#### Supplied material ####

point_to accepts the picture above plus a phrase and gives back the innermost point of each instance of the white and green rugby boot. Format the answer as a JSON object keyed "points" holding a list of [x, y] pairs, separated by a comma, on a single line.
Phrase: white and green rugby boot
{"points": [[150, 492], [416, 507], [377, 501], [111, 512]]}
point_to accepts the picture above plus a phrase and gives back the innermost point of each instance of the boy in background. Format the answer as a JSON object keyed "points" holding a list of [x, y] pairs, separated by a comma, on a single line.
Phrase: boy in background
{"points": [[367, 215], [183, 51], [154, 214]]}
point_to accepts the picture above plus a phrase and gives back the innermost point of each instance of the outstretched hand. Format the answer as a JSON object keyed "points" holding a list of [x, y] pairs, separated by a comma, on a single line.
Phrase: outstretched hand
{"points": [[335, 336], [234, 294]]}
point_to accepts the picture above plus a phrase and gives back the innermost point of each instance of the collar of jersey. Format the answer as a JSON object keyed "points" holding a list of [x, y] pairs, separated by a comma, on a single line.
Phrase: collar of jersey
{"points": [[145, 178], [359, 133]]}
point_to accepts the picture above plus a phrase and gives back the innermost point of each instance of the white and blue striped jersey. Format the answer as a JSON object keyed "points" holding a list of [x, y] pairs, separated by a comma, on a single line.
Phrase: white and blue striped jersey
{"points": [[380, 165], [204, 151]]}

####
#### Supplied material ####

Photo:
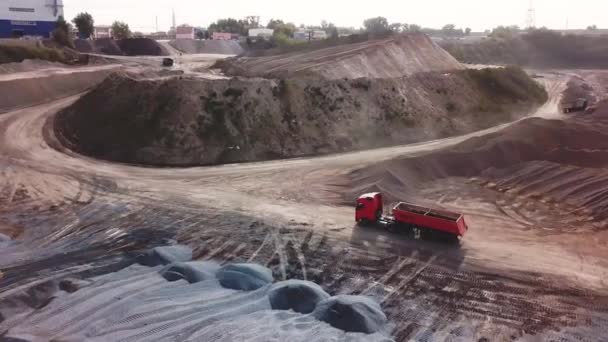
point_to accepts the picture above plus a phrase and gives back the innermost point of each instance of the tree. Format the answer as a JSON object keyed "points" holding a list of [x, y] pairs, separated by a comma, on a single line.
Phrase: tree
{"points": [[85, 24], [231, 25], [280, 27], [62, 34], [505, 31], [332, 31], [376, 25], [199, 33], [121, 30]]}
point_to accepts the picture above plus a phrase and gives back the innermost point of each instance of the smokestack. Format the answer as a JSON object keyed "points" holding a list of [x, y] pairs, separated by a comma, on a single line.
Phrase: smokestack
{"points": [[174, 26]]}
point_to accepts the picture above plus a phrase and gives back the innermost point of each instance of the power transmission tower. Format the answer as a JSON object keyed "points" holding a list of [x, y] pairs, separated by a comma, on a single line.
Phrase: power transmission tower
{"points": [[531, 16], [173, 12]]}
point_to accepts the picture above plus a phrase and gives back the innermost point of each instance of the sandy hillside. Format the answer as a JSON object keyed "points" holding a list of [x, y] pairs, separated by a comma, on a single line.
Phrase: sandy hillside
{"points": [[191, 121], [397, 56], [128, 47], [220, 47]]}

####
#### Supplied material ####

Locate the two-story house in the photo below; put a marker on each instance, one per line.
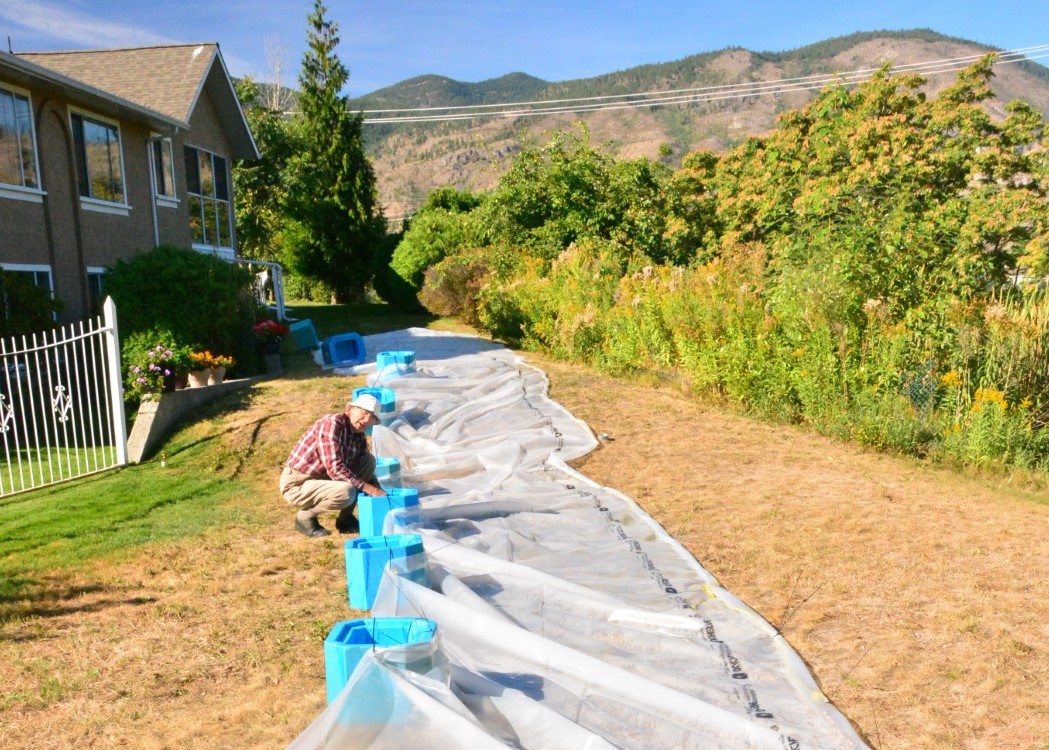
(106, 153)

####

> [Activity]
What you give back must be the stretch above, starting at the line with "Phrase: smokestack" and ending at the line with "of the power", copied exactly.

> [Answer to this task]
Phrase: smokestack
{"points": [[174, 26]]}
point_to accepts the picture above plus a phrase and gives back the innermost point of each instance of the power transmission tower. Format the answer as a JSON object keyed "points" holding a list of [x, y] pairs, separated by a comma, on a single line.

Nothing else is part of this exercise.